### Exercise description
For the records below, print every one exactly, with nothing dropped.

________

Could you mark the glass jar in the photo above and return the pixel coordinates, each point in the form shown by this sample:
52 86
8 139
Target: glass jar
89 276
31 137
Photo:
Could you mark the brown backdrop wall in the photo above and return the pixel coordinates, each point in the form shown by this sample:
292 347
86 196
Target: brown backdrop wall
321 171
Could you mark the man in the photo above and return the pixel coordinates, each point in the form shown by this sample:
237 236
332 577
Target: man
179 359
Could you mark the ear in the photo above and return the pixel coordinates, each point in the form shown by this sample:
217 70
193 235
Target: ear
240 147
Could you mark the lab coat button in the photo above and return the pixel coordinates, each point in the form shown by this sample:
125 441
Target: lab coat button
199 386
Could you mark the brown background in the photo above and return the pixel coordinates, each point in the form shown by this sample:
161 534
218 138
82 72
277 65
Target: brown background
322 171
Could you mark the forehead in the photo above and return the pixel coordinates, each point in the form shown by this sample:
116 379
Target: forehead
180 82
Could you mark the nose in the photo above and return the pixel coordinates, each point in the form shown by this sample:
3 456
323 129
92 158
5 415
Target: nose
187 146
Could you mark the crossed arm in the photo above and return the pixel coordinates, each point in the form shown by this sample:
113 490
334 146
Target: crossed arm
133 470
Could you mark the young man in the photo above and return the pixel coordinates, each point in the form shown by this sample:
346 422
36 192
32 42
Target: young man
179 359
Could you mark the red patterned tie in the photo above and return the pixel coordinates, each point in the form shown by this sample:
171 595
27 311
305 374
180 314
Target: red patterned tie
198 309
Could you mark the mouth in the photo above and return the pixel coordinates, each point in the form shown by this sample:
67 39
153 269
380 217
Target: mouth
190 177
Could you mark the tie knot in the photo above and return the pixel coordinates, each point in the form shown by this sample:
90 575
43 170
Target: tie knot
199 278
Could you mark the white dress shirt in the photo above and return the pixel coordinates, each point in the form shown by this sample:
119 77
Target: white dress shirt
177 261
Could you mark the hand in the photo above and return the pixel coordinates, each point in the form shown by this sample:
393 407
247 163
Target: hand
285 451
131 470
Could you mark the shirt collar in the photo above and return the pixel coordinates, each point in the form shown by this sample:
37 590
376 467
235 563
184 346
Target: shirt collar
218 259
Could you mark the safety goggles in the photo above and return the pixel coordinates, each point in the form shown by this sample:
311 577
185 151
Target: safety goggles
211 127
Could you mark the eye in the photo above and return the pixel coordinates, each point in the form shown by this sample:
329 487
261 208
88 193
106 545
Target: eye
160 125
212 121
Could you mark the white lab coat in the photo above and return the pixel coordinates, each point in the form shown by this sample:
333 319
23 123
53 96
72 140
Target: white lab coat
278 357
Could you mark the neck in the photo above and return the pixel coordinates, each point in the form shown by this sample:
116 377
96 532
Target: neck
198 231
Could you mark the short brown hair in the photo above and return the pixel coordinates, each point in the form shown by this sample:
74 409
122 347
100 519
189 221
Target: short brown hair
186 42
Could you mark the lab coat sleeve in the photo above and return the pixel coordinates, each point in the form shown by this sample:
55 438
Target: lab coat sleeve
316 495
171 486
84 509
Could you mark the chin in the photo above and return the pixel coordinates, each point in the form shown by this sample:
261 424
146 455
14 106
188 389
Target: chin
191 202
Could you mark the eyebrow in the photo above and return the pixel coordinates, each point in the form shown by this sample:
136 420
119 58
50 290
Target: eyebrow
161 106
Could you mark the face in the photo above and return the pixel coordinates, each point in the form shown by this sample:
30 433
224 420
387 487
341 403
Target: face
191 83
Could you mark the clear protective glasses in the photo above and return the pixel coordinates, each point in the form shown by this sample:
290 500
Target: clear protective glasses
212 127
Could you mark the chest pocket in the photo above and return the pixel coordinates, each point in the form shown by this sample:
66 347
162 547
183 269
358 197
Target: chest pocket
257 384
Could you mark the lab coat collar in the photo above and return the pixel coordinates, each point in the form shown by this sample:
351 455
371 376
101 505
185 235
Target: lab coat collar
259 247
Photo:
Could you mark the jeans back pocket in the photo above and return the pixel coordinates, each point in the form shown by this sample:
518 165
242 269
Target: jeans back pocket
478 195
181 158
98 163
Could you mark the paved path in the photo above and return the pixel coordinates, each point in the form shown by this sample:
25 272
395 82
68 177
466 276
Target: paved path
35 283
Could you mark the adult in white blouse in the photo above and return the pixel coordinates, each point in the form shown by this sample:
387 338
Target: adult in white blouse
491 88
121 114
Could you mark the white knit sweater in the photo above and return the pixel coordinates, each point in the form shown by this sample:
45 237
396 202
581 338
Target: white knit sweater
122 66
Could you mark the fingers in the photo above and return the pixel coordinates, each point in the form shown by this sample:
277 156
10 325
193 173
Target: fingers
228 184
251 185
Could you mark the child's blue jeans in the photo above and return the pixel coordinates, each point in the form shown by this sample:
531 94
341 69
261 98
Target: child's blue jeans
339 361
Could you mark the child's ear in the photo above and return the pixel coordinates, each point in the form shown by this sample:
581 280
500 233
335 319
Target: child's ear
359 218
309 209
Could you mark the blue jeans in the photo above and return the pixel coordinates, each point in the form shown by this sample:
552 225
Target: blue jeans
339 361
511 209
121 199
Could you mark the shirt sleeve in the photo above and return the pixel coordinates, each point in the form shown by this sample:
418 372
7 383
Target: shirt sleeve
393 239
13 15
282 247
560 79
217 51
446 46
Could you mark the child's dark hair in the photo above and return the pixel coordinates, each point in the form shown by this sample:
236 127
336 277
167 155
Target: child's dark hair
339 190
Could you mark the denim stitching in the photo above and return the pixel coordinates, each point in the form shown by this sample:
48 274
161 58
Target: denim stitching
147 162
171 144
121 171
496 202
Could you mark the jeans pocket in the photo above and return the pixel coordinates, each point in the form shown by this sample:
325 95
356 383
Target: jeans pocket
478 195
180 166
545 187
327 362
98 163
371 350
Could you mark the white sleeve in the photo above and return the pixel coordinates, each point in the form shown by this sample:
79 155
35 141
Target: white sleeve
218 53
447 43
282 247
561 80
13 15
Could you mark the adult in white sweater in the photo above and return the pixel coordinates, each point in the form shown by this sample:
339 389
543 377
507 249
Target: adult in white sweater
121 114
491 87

________

### Your solution
Could you mark the glass jar in the photo above and return the pixel coordinates, each point in the form shown by this sample:
52 86
8 139
Target: glass jar
89 276
31 137
Photo:
Could you mark the brown backdrop wall in the photo above and return the pixel coordinates, each point in the form shown by this sample:
292 347
86 196
Target: brown backdrop wall
321 171
Could you mark the man in the photo above and return the pixel coordinates, each point in the form shown by this sample:
237 236
332 577
Target: man
179 359
Could you mark the ear in the photo above and return the pixel coordinates, each point in the form shown by this sample:
217 70
193 235
Target: ear
240 147
Could you mark the lab coat button in the photo above and return the pixel coordinates, each point in the form shown by this sample:
125 441
Target: lab coat button
199 386
Could you mark the brown background in the photo above and return the pixel coordinates, each point in the form shown by this sample:
161 534
218 138
82 72
277 65
Target: brown background
322 171
Could you mark the forehead in the photo above and return the pixel coordinates, each point in the form shown by this sample:
116 379
Target: forehead
180 82
Could you mark the nose in the photo above and return the pixel coordinates, each point in the form shown by this sample:
3 456
323 129
92 158
5 415
Target: nose
187 146
Could you mark the crossed arm in the photo above and return the pixel coordinates, each point in the form shown by this sample:
113 490
334 146
Target: crossed arm
133 470
Could you mark the young man in the photo above and return the pixel coordinates, each point in the form shown by this sample:
346 422
36 192
32 42
Target: young man
179 359
Could you mark the red patterned tie in the photo above and return the pixel coordinates, each point in the form shown by this sample:
171 595
27 311
305 374
180 314
Target: red patterned tie
198 309
Could you mark the mouth in the photo above and return the pixel coordinates, each point in the form shown by this sample:
67 39
153 269
380 217
Target: mouth
190 177
Could you mark the tie knot in the photo above and return the pixel coordinates, each point in the form shown by this sample:
90 575
43 170
Target: tie knot
199 278
Could you mark the white dress shirt in the photo above and return the pixel coordinates, each point in the form shown by this sample:
119 77
Target: white dress shirt
177 261
Could you mark the hand in the photo above and return the pixel coordinates, each point in the form shown by this sample:
393 407
247 163
Target: hand
285 451
131 470
Could you mark the shirt collar in the photo above and return the pixel coordinates, each point in the form shown by this sample:
37 590
376 467
235 563
184 346
Target: shirt collar
218 259
Could you mark the safety goggles in the photo above and return the pixel coordinates, each point in the form shown by this sample:
311 577
185 151
Target: safety goggles
211 127
Could you mark the eye in the photo above and return the pixel coordinates, each point in the form shown by this sample:
329 487
261 208
88 193
106 545
Target: eye
160 125
212 121
Could you mark the white lab coat in the photo above and return the pixel coordinates, each point in the form shown by this sample:
333 319
23 123
53 96
72 140
Target: white lab coat
278 357
Could you mark the neck in the photo above and return the pixel coordinates, each point in the form shown by this sample:
116 377
96 532
Target: neck
198 231
Could you mark the short brown hair in the photo above and return the pixel coordinates, each point in the form shown by this sample:
74 409
122 347
100 519
189 221
Target: short brown hair
186 42
Could you mark the lab coat sleeve in the photo above and return the pixel coordinates, each point in the form shown by this sample:
55 438
Target: lab coat sleeve
316 495
171 486
84 509
Could you mark the chin in the photo above and return the pixel coordinates, each point in the form shown by this sample:
261 424
146 455
14 106
188 389
Target: chin
191 202
Could you mark the eyebrow in the photo above and return the pixel coordinates, each point in the form shown by this sample:
136 420
119 58
50 290
Target: eyebrow
161 106
Could you mark the face in the photo above and return the pixel coordinates, each point in the form shown by this sample:
30 433
224 420
387 487
341 403
Target: face
191 83
Could you mark the clear protective glasses in the photo above and return the pixel coordinates, each point in the form shown by this sample:
290 500
Target: clear protective glasses
212 127
Could you mark the chest pocket in the photo above and return the pixel coordinates, each point in the form shown by this sample:
66 347
162 547
183 269
358 197
Target: chest pocket
257 384
Could you mark the lab coat collar in the photo above and return the pixel coordinates, each point in the form shown by this sample:
351 455
371 376
101 505
185 235
Target: lab coat collar
259 247
Photo:
Could you mark the jeans back pocket in the photo above and return the pixel coordinates, each point in the form shown by this sample:
518 165
242 269
Target: jeans back pocket
478 195
181 158
98 163
Could you mark the paved path in the photo above and return the pixel coordinates, each point in the form shown by this sample:
25 272
395 82
68 177
466 276
Target: paved path
35 283
Could you mark the adult in white blouse in the photo above and return the pixel coordinates, each point in the form shown by this sample:
387 338
Target: adult in white blouse
491 88
121 114
Could you mark the white knit sweater in the photo above and return the pixel coordinates, each point in the form shown by this sample:
45 237
396 202
581 338
Target: white knit sweater
122 66
Could you mark the fingers in the photo above and return the pixel coordinates, each point in the form shown by this sample:
277 156
10 325
193 173
Target: fingers
228 184
251 185
Could you mark the child's blue jeans in the photo above and return the pixel coordinates, each point in the form shown by this sample:
531 94
341 69
261 98
Target: child's blue jeans
339 361
Could you mark the child's ear in the photo above and return the pixel coordinates, each point in the form shown by this sample:
581 280
500 233
335 319
Target: child's ear
359 218
309 209
Could you mark the blue jeans in the photo above and return the pixel coordinates, each point in the form shown by this sample:
552 225
Target: blue jeans
339 361
511 209
121 199
Could you mark the shirt sleeve in the photo above and return the pixel coordinates, each point in the form shown by this sample:
418 372
7 383
Target: shirt sleeve
393 239
13 15
282 247
560 79
217 51
446 46
Could you mark the child's dark hair in the photo above and return the pixel coordinates, each point in the form shown by this sample:
236 127
336 277
167 155
Target: child's dark hair
339 190
Could you mark the denim stitching in the photo above and return the pixel coordinates, each point in the form shown by this sample:
48 274
161 58
Target: denim stitching
147 162
171 144
121 171
496 202
Could you mark the jeans pocket in the photo above and return the pixel coordinates, each point in the form shown by this sample:
325 95
356 383
Target: jeans pocket
478 195
180 166
545 187
327 362
98 163
371 350
Could you mark the white sleeve in the photo above and return the pixel coordinates, each point in the form shown by this sample:
79 155
35 141
Target: white sleeve
218 53
447 43
282 247
561 80
13 15
Could you mark the adult in white sweater in the photo above and return the pixel coordinates, each point in the form shown by this sample:
339 389
543 377
507 249
Target: adult in white sweater
121 114
491 87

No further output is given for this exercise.